• _EXERCISE_: Copy the following data line for line without changing anything, leaving out the pictures.

• _Pointing data_:

---*---

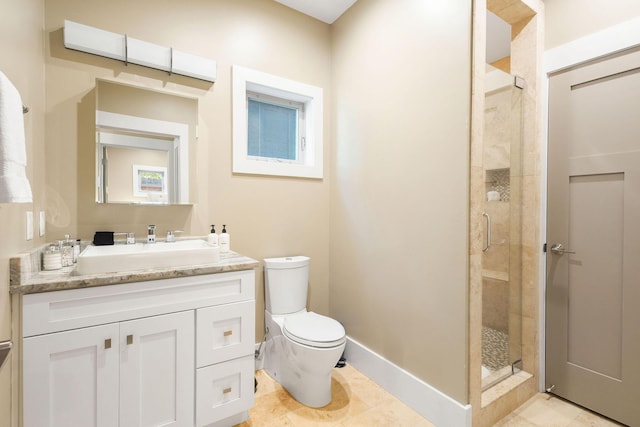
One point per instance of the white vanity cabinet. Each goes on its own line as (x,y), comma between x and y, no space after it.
(170,352)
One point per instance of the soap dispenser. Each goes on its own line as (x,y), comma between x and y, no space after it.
(212,237)
(225,240)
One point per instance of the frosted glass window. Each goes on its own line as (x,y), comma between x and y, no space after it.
(277,125)
(273,130)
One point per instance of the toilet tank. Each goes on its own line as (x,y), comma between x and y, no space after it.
(286,283)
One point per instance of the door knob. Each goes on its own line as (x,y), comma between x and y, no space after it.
(558,249)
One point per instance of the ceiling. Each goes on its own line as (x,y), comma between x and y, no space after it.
(324,10)
(498,31)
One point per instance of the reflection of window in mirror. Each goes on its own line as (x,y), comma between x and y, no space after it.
(498,43)
(137,126)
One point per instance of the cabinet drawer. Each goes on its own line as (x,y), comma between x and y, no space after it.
(77,308)
(225,332)
(224,390)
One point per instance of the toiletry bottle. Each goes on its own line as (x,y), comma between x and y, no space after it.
(76,250)
(225,240)
(212,237)
(66,250)
(52,258)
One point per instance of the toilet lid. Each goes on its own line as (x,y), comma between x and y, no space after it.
(314,330)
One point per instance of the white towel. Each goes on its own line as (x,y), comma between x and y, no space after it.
(14,185)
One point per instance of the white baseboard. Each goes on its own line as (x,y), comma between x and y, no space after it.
(429,402)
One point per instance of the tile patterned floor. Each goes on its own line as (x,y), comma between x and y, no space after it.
(358,401)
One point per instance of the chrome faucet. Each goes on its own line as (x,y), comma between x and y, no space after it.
(151,234)
(171,235)
(130,237)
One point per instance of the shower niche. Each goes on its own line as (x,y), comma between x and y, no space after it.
(502,213)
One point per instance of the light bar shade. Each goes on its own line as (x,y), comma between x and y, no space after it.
(193,66)
(148,54)
(128,49)
(93,40)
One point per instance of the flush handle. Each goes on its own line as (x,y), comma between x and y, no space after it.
(558,249)
(488,218)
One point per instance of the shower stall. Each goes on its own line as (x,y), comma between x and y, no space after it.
(502,220)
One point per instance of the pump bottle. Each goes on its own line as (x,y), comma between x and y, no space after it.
(212,237)
(225,240)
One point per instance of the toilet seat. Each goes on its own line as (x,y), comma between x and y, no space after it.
(314,330)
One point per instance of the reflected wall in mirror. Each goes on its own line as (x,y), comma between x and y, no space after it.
(145,144)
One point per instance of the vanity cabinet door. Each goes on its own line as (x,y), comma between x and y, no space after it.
(71,378)
(157,371)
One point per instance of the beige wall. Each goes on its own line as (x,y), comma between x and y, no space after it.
(265,216)
(399,202)
(567,20)
(21,61)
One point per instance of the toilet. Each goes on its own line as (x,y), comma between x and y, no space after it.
(301,346)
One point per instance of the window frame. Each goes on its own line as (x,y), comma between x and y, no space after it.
(310,165)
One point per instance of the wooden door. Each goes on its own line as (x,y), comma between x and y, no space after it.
(593,279)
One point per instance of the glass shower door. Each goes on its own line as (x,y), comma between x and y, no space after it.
(502,249)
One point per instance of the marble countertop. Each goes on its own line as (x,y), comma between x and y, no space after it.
(27,278)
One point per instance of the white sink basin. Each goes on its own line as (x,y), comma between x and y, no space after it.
(143,256)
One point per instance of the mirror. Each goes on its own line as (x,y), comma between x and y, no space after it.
(145,144)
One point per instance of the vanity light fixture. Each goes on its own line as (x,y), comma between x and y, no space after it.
(128,49)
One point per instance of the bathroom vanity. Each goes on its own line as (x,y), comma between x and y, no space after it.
(172,347)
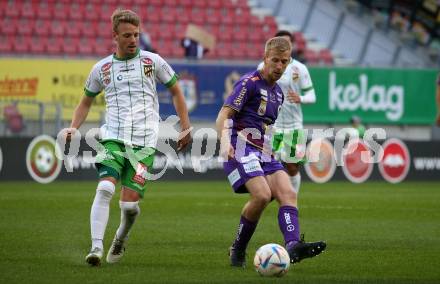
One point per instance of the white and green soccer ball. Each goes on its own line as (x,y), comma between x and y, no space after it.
(44,159)
(272,260)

---*---

• _ANSWER FOR THIS EXERCISE_:
One point per instance of the white vanity cabinet. Each goes on its own line as (x,y), comma between x and y, no space after it.
(170,352)
One point per instance of the soap dispenser. Each goes on its own line as (x,y), comma between x and y, no space after it.
(212,237)
(225,240)
One point per instance of the frosted glass window. Each goes on its own line as (x,y), comma between x and y, no space after it.
(277,125)
(273,130)
One point per instance of the toilet tank. Each goes on its own line as (x,y), comma between x and y, no space after it.
(286,283)
One point per instance of the door knob. Each goes on its own line as (x,y), comma between x and y, no space after it.
(558,249)
One point per instance of the ceiling. Each goes on its own line as (x,y), comma between x and y, no space after it.
(324,10)
(498,31)
One point per instance of the reflection of window in mirror. Each goes on its own line as (x,y), comma between x and y, no space after it.
(498,43)
(137,126)
One point per instance of the cabinet drawer. Each goes on its own line as (x,y), comma between x and y, no space after it.
(77,308)
(225,332)
(224,390)
One point per instance of the toiletry bottle. Each goes on its own line as (x,y), comma between x and y, no space after it.
(76,250)
(225,240)
(212,237)
(66,250)
(52,258)
One point per instance of the toilet lid. Each goes on its own line as (x,y), comma between x and y, no space after it.
(314,330)
One point per instance of the white towel. Each goes on its own line as (x,y), comma between x and y, no space after it.
(14,185)
One point per instance of the white baseboard. Each goes on its own line as (x,y), comma between x and y, no space after it.
(429,402)
One point per instance of the tile patterned floor. Each goes on its own line as (x,y), comma between x and y, no space after it.
(358,401)
One point per instance of the chrome faucet. Each goes on its own line as (x,y), comma between x and y, no space after it.
(151,234)
(171,235)
(130,237)
One point per instance of the shower niche. Each goes on its own line as (x,y), comma between x and y, no space after it.
(502,213)
One point per instance of the light bar shade. Each goes on its own line as (x,y), comma between x and y, no space after it.
(193,66)
(148,54)
(128,49)
(93,40)
One point per instance of the flush handle. Each goes on its own line as (x,y), comma between x and y, no space after it.
(558,249)
(488,218)
One point per instance of the shower stall. Each goes on its own line as (x,y), comma between x and y, no space after it.
(502,220)
One point per instance of the pump bottle. Each goes on its own line as (x,y), comma between x and y, no space after it.
(212,237)
(225,240)
One point per instance of the toilet seat. Each goes on its own line as (x,y), comma between x and y, no space after it.
(314,330)
One point per instance of the reflected wall in mirror. Each goes on its own line as (x,y), comma between x and y, no space after it.
(145,144)
One point per instance of the vanity cabinet door. Each goes on its own line as (x,y), comma between x and y, no space after it.
(71,378)
(157,371)
One point per instance of the beige wall. Each goes on its own line as (x,y), comma between x and y, no space after it.
(265,216)
(399,202)
(567,20)
(21,61)
One point per instance of the toilet. Each goes on its own line as (x,y), comma between x and y, no space after it.
(301,346)
One point per instance of the window frame. Each goes on its own line as (x,y), comma between x and y, no space after it.
(310,165)
One point per instance of the wooden door. Each goes on its own line as (x,y), comma between x and y, no space after it.
(593,279)
One point per instance of the glass shower door. Each goes on its own line as (x,y), comma between x and y, no space after it.
(502,249)
One point per instance of the marble countertop. Each goes on its own line as (x,y), comma between x and y, no space after it.
(27,278)
One point per instance of the white sink basin. Each goes on its own line as (x,y), comma between x and y, no space after it.
(143,256)
One point per instance of the mirror. Each goes on its own line as (x,y), comma between x and y, no space after it.
(145,144)
One point per instance of the vanity light fixture. Each goes on its own line as (x,y), comma between x and y, no space after it.
(128,49)
One point per instance of the bathroom vanity. Each goes on its own line as (x,y), comma between x and y, no space after it.
(172,347)
One point per instance of the white and green soccer ball. Each goes on its own line as (x,y), comma between x and y, no space after it.
(44,159)
(272,260)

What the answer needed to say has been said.